Written instruction — Lay out the lines of the listing from the line with "Point out the pale" to the line with "[(113, 249), (691, 207)]", both included, as a JSON list of strings with one string per line and blank lines omitted.

— begin Records for this task —

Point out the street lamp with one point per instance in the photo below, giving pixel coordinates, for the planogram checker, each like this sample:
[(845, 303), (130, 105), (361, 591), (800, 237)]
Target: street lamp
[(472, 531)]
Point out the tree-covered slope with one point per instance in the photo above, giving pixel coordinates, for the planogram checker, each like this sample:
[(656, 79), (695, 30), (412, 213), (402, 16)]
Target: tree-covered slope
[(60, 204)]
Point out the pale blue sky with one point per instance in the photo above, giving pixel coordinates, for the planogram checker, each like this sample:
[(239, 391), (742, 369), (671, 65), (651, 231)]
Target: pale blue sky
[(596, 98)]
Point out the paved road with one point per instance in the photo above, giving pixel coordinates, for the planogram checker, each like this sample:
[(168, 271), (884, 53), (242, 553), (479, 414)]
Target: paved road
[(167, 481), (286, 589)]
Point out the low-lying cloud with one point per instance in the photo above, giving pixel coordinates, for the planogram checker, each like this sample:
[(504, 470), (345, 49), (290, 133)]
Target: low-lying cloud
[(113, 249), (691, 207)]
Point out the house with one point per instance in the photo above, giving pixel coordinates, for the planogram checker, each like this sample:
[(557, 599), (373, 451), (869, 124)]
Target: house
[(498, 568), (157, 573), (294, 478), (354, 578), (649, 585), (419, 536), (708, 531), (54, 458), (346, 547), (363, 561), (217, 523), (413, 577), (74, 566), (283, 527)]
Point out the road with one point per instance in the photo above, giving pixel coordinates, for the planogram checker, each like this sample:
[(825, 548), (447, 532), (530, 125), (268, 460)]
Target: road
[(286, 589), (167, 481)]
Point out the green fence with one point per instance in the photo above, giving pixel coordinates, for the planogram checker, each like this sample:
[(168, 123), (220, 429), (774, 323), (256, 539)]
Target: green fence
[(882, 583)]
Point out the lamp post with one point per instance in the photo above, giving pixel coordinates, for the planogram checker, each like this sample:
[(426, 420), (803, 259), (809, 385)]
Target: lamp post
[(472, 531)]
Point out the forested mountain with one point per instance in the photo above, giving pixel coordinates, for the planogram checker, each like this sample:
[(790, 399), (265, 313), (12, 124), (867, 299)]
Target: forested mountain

— end Records for this task —

Written solution —
[
  "Point out the pale blue sky with one point per instance in the photo above, giving pixel coordinates, for the planogram checker, each like this sample:",
  "[(239, 391), (742, 369), (671, 65), (651, 231)]",
  "Target: pale blue sky",
  "[(596, 98)]",
  "Point out the paved road with one point per instance in the photo above, giving pixel coordinates, for the planogram checker, each like this sample:",
  "[(168, 271), (884, 53), (242, 553), (479, 414)]",
  "Target: paved road",
  "[(167, 481), (286, 589)]",
  "Point out the low-lying cloud with one point per instance in the photo above, giving pixel coordinates, for the planogram checker, each like this sample:",
  "[(504, 470), (345, 49), (290, 133)]",
  "Target: low-lying cloud",
  "[(113, 249), (691, 207)]"
]